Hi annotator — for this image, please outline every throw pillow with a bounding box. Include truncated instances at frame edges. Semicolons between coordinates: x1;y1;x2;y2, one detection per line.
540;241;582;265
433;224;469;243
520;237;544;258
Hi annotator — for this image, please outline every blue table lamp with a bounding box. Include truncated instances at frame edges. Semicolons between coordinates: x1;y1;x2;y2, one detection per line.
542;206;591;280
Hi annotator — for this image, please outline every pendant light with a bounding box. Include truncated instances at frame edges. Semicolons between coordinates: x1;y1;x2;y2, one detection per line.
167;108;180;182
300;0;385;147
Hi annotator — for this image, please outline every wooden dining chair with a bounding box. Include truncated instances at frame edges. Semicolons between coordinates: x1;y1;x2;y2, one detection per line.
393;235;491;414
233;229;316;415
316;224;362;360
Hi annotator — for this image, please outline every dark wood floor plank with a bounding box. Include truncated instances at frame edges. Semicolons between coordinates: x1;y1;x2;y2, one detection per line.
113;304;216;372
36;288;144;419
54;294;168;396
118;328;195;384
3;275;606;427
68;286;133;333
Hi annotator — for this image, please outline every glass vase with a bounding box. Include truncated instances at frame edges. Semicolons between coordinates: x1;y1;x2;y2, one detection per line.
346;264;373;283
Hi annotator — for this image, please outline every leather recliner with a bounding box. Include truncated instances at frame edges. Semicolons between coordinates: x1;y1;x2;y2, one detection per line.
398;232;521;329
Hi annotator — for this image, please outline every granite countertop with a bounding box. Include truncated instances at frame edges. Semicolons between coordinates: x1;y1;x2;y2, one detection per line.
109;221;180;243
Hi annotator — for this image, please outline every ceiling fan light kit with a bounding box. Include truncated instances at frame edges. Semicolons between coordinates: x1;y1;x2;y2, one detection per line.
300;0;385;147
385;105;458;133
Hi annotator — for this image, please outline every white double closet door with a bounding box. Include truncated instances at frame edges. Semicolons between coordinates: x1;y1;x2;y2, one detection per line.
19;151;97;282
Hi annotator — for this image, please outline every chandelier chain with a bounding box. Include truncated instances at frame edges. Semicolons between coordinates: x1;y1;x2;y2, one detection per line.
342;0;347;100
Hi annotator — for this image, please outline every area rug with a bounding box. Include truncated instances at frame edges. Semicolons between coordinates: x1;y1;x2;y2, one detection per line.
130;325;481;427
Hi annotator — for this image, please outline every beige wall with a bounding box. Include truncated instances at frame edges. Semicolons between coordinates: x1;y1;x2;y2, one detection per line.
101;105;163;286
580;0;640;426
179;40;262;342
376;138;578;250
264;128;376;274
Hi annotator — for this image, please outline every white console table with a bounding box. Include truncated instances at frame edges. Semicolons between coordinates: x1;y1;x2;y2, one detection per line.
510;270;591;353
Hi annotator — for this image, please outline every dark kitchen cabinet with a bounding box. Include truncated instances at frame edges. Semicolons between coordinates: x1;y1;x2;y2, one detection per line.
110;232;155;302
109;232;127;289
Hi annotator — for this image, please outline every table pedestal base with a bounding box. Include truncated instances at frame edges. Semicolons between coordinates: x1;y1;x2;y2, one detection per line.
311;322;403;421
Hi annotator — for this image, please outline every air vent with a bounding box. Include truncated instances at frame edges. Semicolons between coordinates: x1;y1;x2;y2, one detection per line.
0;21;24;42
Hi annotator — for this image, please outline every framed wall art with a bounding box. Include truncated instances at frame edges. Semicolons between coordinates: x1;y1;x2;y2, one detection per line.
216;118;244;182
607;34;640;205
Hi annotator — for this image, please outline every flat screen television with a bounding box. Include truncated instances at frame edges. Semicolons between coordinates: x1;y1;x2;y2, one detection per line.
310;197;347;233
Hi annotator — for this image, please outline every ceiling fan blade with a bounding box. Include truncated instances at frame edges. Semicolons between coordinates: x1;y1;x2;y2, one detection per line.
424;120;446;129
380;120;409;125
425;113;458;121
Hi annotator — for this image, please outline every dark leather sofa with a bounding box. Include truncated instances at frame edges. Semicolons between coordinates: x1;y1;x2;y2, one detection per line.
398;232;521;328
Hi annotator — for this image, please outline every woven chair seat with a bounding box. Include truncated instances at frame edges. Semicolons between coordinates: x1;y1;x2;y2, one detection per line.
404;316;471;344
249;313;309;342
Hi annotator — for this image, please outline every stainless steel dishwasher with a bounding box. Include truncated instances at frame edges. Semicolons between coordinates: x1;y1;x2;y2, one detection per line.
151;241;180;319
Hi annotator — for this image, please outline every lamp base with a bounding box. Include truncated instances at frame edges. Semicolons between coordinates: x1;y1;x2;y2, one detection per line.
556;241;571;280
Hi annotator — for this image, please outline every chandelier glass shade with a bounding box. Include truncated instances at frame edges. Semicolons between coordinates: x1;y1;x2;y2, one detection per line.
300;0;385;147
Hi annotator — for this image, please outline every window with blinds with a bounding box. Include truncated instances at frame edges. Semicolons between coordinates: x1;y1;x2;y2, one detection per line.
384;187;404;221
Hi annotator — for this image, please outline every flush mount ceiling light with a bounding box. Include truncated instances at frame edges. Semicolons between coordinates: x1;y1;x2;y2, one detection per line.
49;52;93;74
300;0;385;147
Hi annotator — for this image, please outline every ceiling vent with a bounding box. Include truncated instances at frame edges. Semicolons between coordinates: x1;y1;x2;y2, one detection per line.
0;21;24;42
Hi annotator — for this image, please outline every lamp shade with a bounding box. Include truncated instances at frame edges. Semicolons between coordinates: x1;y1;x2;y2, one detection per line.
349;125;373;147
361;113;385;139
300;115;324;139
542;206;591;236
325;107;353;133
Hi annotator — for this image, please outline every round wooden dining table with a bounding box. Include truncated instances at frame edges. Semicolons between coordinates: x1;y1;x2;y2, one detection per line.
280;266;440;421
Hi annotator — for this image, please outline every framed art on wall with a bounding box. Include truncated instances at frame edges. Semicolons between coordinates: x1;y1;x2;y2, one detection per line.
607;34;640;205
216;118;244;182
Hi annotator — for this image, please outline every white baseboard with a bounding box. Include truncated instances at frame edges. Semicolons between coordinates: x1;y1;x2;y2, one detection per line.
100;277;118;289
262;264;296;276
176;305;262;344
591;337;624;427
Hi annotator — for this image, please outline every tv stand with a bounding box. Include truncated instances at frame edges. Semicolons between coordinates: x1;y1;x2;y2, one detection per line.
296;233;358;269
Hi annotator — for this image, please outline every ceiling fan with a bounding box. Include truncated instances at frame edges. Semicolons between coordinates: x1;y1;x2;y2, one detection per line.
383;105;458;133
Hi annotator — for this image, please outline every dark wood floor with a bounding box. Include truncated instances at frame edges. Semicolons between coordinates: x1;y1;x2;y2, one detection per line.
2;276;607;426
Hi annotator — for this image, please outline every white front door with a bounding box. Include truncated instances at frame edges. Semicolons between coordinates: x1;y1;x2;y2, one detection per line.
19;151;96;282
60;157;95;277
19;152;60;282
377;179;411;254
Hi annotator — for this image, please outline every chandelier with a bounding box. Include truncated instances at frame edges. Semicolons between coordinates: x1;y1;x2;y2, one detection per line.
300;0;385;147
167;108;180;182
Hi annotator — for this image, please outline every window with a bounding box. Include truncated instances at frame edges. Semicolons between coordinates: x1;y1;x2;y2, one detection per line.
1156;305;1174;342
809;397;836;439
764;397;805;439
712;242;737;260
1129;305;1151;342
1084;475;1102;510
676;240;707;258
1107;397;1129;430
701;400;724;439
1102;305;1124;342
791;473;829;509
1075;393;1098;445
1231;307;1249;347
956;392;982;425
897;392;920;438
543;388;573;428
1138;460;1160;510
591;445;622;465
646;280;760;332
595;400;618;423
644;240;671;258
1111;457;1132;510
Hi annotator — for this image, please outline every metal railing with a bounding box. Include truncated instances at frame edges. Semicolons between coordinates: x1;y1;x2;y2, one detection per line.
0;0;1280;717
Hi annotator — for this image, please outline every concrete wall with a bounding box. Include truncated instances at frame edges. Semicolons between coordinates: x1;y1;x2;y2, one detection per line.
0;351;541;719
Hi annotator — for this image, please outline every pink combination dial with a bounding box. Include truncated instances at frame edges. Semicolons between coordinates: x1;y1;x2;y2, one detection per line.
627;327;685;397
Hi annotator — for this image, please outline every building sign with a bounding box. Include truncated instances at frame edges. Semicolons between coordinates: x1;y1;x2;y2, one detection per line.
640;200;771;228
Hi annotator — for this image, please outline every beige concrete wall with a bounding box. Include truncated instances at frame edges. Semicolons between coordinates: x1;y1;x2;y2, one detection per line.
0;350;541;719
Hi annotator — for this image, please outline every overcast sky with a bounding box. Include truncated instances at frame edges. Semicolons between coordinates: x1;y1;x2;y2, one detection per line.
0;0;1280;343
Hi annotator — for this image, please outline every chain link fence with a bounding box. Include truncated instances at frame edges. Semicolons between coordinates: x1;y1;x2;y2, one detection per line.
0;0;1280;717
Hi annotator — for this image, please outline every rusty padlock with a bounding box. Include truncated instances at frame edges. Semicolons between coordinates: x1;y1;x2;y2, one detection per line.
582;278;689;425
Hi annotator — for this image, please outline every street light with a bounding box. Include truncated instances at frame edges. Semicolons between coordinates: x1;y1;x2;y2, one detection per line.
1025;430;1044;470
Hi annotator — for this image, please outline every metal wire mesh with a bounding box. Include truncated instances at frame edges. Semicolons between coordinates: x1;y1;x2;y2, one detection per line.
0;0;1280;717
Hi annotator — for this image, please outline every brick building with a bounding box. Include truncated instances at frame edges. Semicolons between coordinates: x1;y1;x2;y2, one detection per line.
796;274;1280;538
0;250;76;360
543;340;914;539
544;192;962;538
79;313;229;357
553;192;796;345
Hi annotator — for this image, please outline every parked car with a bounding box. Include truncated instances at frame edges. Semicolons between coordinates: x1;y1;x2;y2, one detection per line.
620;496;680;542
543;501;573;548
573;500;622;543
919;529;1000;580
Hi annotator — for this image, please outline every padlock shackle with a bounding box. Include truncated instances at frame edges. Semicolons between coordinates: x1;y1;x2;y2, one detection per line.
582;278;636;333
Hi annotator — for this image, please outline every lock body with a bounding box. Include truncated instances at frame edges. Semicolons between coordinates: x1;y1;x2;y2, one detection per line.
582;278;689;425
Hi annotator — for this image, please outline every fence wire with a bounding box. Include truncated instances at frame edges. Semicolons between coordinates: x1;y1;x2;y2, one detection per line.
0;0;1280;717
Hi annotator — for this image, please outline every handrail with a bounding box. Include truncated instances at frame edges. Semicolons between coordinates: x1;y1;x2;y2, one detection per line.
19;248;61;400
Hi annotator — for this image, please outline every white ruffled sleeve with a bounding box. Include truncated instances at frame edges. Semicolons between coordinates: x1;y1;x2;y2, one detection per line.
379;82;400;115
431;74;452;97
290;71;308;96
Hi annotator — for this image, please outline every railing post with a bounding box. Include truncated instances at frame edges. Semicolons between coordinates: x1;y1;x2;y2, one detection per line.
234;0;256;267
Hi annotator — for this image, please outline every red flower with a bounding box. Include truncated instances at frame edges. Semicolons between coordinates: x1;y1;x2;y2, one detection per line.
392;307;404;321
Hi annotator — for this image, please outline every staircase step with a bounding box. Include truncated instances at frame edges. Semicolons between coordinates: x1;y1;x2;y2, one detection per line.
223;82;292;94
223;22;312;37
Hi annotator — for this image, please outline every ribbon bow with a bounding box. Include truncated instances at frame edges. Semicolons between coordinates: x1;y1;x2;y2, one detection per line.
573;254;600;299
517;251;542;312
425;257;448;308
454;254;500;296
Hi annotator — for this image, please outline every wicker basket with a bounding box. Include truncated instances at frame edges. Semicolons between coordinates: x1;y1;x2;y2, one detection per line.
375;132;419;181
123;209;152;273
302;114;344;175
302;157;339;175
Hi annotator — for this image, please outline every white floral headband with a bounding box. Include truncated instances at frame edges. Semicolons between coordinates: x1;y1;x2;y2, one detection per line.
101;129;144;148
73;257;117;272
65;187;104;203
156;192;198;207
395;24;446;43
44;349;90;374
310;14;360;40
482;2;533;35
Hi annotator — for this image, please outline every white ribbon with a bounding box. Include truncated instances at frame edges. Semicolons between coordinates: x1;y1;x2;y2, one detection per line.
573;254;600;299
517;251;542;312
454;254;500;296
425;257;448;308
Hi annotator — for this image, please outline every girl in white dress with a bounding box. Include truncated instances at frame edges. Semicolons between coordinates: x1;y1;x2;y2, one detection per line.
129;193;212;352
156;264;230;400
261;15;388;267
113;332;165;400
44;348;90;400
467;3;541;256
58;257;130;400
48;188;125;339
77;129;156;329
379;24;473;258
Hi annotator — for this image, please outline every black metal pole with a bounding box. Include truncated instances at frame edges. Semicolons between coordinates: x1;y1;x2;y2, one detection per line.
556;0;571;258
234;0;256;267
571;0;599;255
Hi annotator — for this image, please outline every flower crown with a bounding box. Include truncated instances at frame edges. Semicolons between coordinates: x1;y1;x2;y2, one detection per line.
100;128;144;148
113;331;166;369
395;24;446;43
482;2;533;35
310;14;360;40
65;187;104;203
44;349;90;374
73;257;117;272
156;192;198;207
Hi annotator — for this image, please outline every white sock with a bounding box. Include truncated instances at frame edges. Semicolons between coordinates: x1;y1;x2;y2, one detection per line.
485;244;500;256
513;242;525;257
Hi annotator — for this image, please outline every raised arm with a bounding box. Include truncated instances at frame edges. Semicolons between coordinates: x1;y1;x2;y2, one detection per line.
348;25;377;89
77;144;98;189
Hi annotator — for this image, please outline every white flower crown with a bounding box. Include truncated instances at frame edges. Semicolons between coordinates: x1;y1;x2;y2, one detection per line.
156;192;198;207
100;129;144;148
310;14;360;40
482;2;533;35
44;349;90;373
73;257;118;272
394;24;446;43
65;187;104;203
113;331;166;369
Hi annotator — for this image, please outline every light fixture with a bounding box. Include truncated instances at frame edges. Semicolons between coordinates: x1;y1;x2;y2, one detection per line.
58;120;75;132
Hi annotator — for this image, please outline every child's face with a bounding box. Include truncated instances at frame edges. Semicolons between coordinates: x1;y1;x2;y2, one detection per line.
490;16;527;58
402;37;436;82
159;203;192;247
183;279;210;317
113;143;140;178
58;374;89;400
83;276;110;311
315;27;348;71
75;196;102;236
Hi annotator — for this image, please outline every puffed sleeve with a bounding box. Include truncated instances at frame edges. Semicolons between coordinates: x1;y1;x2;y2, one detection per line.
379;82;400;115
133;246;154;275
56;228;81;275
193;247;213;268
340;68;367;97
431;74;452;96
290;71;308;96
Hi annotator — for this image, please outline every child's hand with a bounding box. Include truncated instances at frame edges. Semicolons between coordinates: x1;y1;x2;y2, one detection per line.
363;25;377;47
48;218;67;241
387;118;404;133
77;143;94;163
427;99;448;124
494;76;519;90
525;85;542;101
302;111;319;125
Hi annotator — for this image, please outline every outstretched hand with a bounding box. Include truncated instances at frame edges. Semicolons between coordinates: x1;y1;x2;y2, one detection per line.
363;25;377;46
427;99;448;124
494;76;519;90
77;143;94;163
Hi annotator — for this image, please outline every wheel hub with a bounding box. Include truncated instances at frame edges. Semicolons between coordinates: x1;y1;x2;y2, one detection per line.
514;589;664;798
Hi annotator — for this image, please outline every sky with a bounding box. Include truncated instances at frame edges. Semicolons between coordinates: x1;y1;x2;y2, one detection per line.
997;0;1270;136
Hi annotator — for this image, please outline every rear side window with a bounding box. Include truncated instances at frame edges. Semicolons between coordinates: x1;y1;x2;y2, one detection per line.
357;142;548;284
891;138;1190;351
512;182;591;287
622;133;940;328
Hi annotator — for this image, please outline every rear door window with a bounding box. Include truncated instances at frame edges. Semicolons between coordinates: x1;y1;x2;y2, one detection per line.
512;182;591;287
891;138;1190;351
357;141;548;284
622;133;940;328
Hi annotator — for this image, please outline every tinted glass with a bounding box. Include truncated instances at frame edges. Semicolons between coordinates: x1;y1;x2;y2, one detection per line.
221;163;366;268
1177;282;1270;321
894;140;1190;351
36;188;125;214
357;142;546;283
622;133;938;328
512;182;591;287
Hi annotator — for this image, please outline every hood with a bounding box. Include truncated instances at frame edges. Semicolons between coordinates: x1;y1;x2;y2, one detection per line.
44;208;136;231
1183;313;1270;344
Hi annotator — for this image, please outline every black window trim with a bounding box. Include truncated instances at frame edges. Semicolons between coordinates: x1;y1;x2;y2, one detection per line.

+---+

## THE REQUEST:
Restate the listing from the line with "Hi annotator — for this image, please outline every white double" to the line with "342;0;347;100", both lines included, and give only those lines. Leave the requests unchanged, and scale every bounding-box coordinate in the answers by 0.65, rounding each to a whole number with halves rounded up.

## EXPECTED ANSWER:
Hi annotator — for this image, please outline every white double closet door with a bounding box. Include truncated instances at frame edges. Semicolons between coordinates: x1;y1;x2;y2, one detection per line.
12;98;63;183
Hi annotator — for this image, please outline every chandelier chain with a bounding box. Include truncated instances at frame edges. Semicolons between coordinates: x1;y1;x2;y2, one detection per line.
222;0;226;65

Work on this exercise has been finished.